→ **Consigne 1**
Recopiez la liste depuis son début jusqu'à la ligne contenant "[[0, 94, 600, 244]]", les deux bornes comprises, consignes incluses. Multipliez par 2,4 chaque coordonnée des cadres donnés en réponse et arrondissez à l'entier, les demies vers le haut, sans modifier les nombres des consignes ni ceux de leur modèle de format, et laissez les images de côté.

→ **Texte extrait**

Suit alors une longue décennie d’épreuves. Hamsun mène une vie turbulente et vagabonde, et s’essaie à de nombreux métiers. Il se rend par deux fois en Amérique (1882-84 et 1886-88), où il travaille comme terrassier, vendeur, conducteur de tramway (à Chicago) et conférencier. Aussi nombreuses et variées que soient ses activités, une constante domine : le besoin d’écrire ! Quand il est mécontent, il peut, dans un accès de rage, déchirer les feuillets qu’il a laborieusement noircis la veille dans ses moments de loisirs, mais il ne parvient jamais à abandonner définitivement la plume. Son écriture est sa seule échappée hors d’un monde froid, dans lequel la survie au jour le jour mobilise l’essentiel de son énergie.

→ **Consigne 2**
Répondez à ces questions sur le texte consacré à Hamsun :
(a) Combien de fois Hamsun se rend-il en Amérique ?
(b) Dans quelle ville travaille-t-il comme conducteur de tramway ?
(c) Que peut-il faire, dans un accès de rage, quand il est mécontent ?

→ **Matériel de l'exercice**
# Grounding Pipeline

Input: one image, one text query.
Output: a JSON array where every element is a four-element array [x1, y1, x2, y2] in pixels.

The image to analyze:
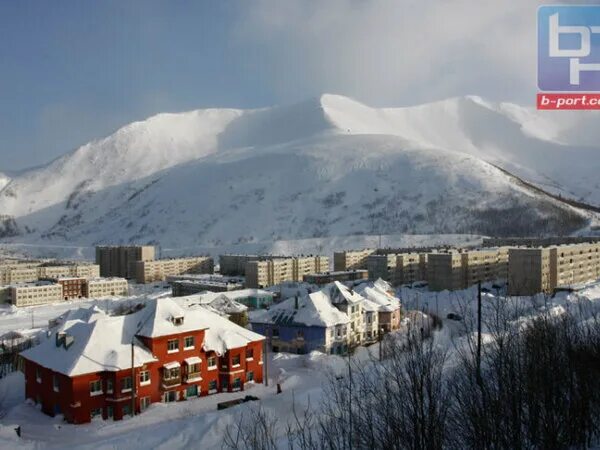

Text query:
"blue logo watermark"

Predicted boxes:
[[538, 6, 600, 92]]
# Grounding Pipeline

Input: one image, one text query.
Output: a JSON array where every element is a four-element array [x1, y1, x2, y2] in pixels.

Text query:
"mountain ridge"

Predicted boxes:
[[0, 94, 600, 244]]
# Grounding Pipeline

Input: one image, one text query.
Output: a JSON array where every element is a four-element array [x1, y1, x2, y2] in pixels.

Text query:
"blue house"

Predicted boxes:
[[250, 291, 350, 354]]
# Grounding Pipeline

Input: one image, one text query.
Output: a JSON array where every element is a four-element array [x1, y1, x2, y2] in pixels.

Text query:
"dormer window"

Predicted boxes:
[[172, 316, 183, 325]]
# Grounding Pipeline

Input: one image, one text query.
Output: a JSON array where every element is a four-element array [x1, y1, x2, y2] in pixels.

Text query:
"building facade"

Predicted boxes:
[[96, 245, 155, 278], [10, 281, 63, 306], [131, 256, 214, 283], [246, 256, 329, 289], [508, 242, 600, 295], [21, 299, 264, 423], [333, 248, 375, 272], [83, 277, 129, 298], [303, 269, 369, 286]]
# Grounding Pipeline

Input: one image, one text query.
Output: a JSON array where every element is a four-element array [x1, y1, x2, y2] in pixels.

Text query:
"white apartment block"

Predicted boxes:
[[85, 277, 129, 298], [508, 243, 600, 295], [333, 248, 375, 272], [0, 263, 100, 285], [132, 256, 214, 283], [10, 281, 62, 306], [367, 253, 427, 286], [245, 256, 329, 289]]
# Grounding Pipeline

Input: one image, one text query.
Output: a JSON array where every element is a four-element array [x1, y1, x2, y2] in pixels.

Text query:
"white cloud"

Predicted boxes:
[[236, 0, 540, 105]]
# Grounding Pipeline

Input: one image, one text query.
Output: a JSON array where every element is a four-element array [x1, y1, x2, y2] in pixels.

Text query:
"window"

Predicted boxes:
[[163, 367, 179, 380], [183, 336, 196, 350], [167, 339, 179, 353], [140, 370, 150, 386], [140, 397, 150, 411], [90, 380, 102, 395], [121, 377, 131, 392]]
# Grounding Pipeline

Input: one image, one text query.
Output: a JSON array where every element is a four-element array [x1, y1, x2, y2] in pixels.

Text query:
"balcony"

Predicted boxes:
[[185, 371, 202, 383], [162, 375, 181, 389]]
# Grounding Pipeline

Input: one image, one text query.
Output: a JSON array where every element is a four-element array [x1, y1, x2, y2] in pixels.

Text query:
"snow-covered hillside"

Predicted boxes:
[[0, 95, 600, 246]]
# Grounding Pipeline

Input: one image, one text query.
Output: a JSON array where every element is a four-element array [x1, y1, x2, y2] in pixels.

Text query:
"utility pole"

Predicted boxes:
[[346, 345, 352, 450], [477, 281, 481, 385], [131, 342, 135, 417], [263, 338, 269, 386]]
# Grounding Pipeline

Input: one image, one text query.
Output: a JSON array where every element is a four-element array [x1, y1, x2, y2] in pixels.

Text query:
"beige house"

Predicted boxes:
[[131, 256, 214, 283], [367, 253, 427, 286], [508, 243, 600, 295], [333, 248, 376, 272], [10, 281, 63, 306], [427, 251, 465, 291], [0, 264, 100, 285], [96, 245, 155, 278], [245, 256, 329, 288], [84, 277, 129, 298]]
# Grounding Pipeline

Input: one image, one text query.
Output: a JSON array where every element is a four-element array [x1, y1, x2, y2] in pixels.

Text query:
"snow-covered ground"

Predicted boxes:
[[0, 282, 600, 450]]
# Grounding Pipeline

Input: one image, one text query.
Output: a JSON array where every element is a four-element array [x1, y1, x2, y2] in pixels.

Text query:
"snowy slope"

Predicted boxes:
[[0, 95, 600, 246], [0, 172, 10, 191]]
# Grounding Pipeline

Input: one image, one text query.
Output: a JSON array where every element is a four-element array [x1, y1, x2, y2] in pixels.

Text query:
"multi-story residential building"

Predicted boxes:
[[96, 245, 155, 278], [367, 253, 427, 286], [56, 277, 87, 300], [333, 248, 375, 272], [355, 279, 401, 333], [219, 255, 276, 277], [0, 263, 100, 285], [508, 247, 555, 295], [131, 256, 214, 283], [0, 286, 10, 304], [21, 298, 264, 423], [304, 269, 369, 286], [246, 256, 329, 288], [83, 277, 129, 298], [167, 274, 244, 297], [461, 248, 508, 287], [250, 291, 350, 354], [427, 251, 466, 291], [10, 281, 63, 306], [508, 242, 600, 295], [427, 247, 509, 291], [362, 299, 382, 344], [321, 281, 365, 347], [483, 236, 600, 247]]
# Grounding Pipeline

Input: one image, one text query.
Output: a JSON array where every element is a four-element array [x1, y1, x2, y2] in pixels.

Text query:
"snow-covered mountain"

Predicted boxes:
[[0, 95, 600, 246]]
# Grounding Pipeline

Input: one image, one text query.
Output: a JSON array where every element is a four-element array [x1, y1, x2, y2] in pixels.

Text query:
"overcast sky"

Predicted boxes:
[[0, 0, 576, 171]]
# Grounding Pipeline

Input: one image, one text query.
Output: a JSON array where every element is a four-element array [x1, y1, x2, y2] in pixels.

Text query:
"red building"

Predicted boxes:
[[21, 298, 264, 423]]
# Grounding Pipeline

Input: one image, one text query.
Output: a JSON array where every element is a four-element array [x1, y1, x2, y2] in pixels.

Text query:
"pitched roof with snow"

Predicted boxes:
[[21, 298, 264, 376], [21, 307, 155, 376], [250, 291, 349, 327], [328, 281, 364, 305], [356, 278, 400, 312]]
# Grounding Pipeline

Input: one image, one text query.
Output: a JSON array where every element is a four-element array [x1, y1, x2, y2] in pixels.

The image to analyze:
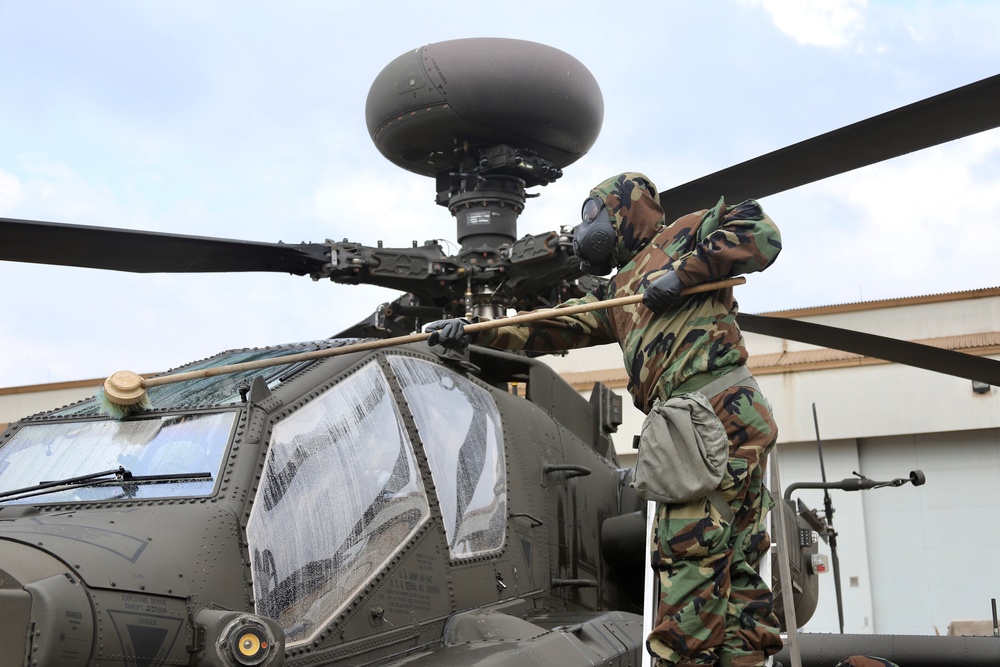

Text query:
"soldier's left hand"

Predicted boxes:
[[642, 271, 684, 313]]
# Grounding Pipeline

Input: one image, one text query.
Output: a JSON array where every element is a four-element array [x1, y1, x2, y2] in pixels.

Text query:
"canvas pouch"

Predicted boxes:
[[630, 366, 756, 504], [632, 392, 729, 503]]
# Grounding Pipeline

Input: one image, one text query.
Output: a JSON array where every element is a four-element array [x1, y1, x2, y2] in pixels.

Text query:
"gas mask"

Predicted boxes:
[[573, 197, 615, 276]]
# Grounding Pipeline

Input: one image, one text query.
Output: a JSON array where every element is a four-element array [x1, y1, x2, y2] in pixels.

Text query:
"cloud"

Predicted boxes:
[[0, 170, 24, 213], [742, 0, 868, 48]]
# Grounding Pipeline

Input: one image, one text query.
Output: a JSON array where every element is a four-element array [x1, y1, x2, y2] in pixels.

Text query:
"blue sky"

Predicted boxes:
[[0, 0, 1000, 386]]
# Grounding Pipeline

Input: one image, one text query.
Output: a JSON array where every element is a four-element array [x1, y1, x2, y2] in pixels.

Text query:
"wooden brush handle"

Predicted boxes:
[[139, 276, 746, 388]]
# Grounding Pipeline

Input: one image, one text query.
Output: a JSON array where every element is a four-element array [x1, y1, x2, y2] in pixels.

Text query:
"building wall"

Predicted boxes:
[[549, 289, 1000, 634], [0, 288, 1000, 634]]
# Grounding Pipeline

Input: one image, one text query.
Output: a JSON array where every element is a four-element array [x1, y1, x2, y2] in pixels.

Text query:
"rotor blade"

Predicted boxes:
[[736, 313, 1000, 387], [0, 218, 329, 276], [660, 75, 1000, 220]]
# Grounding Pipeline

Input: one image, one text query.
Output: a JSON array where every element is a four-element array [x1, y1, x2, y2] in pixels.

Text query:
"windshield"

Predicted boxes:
[[0, 411, 238, 503], [53, 340, 332, 417]]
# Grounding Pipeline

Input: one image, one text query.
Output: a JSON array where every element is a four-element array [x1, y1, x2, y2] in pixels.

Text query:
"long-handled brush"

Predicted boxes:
[[97, 277, 746, 419]]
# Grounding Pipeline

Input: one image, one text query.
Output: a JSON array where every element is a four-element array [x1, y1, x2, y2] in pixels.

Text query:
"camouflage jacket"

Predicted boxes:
[[475, 173, 781, 412]]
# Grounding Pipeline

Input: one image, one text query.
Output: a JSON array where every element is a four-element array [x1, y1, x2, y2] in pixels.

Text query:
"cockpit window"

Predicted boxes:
[[389, 355, 507, 558], [247, 363, 430, 645], [55, 340, 332, 417], [0, 411, 237, 503]]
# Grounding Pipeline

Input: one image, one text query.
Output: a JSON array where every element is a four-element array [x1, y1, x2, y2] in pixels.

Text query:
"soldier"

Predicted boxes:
[[425, 173, 781, 667]]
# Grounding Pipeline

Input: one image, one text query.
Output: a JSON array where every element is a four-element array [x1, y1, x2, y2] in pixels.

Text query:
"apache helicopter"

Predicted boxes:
[[0, 39, 1000, 667]]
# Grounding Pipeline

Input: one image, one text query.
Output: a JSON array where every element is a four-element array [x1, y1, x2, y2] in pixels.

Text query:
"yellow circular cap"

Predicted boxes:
[[236, 632, 261, 658], [104, 371, 146, 405]]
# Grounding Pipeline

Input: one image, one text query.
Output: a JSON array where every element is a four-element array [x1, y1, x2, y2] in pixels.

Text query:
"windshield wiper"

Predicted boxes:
[[0, 466, 132, 498], [0, 466, 212, 500]]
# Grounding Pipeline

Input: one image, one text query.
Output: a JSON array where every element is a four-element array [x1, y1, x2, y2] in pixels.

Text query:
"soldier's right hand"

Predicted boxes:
[[424, 317, 472, 350]]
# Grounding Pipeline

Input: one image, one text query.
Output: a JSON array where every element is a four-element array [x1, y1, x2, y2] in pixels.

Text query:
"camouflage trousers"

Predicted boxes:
[[646, 386, 781, 667]]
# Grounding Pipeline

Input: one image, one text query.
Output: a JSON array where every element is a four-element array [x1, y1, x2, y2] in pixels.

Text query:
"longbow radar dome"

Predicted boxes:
[[365, 38, 604, 176]]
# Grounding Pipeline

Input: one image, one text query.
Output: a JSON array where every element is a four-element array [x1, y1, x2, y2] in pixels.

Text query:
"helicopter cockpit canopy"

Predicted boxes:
[[0, 411, 237, 504]]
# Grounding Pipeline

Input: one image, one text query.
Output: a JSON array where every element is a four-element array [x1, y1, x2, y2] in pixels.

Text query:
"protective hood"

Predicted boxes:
[[590, 172, 665, 268]]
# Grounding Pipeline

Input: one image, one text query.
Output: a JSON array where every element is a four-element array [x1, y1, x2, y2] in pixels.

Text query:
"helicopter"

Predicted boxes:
[[0, 39, 1000, 666]]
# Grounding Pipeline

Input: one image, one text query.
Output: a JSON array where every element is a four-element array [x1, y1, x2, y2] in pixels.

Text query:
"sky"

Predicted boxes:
[[0, 0, 1000, 387]]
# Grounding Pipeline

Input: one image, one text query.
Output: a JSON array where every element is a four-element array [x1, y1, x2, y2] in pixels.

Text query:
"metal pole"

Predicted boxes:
[[813, 403, 844, 634]]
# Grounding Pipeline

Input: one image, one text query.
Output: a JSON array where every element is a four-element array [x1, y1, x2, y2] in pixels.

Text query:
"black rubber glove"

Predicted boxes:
[[424, 317, 472, 350], [642, 271, 684, 313]]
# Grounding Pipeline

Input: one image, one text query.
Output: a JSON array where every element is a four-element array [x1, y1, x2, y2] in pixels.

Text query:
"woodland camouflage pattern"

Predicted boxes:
[[475, 173, 781, 412], [474, 173, 781, 667]]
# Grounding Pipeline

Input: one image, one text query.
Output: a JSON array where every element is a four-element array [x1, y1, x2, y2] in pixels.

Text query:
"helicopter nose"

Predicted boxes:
[[0, 540, 94, 667]]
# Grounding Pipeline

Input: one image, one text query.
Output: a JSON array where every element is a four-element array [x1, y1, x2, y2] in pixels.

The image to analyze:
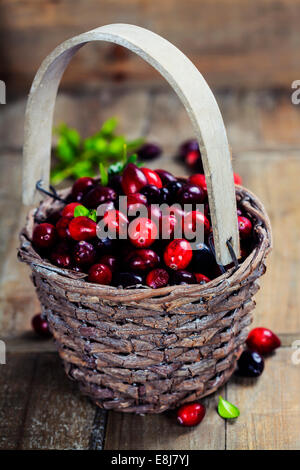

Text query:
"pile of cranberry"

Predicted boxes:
[[32, 163, 253, 289]]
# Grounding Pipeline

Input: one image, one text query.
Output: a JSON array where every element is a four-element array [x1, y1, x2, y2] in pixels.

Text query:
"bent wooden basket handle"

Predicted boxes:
[[23, 24, 239, 265]]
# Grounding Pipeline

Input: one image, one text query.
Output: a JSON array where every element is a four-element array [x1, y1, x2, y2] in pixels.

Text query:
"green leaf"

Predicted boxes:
[[108, 162, 124, 176], [56, 136, 75, 163], [99, 162, 108, 186], [108, 136, 126, 158], [218, 396, 240, 419], [74, 205, 90, 217], [127, 137, 145, 153], [88, 209, 97, 222], [100, 117, 118, 136]]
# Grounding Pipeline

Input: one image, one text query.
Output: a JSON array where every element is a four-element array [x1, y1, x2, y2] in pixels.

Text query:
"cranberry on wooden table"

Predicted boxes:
[[238, 216, 252, 239], [88, 263, 112, 285], [194, 273, 210, 284], [32, 222, 56, 249], [155, 169, 177, 185], [172, 269, 197, 285], [164, 238, 193, 270], [69, 216, 97, 241], [247, 328, 281, 354], [177, 403, 206, 426], [103, 209, 129, 237]]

→ **Réponse complète 1**
# Grounding Pipeline

Input: one image, one text query.
Output: a JSON array where every element is a four-element array [x1, y1, x2, y2] in pixels.

The image to analyze:

Text query:
"blue logo watermark"

Predicted boxes:
[[1291, 14, 1440, 221]]
# Grounding Pipeline

Input: one image, one text query.
Output: a JSON array where every element is a four-element array [x1, y1, x2, y2] in pixels.

Text query:
"mountain ridge"

Predicted boxes:
[[0, 226, 1440, 586]]

→ **Réponse complète 2**
(a) Deux fois, en 1882-84 puis en 1886-88.
(b) À Chicago.
(c) Il peut déchirer les feuillets qu'il a laborieusement noircis la veille dans ses moments de loisirs.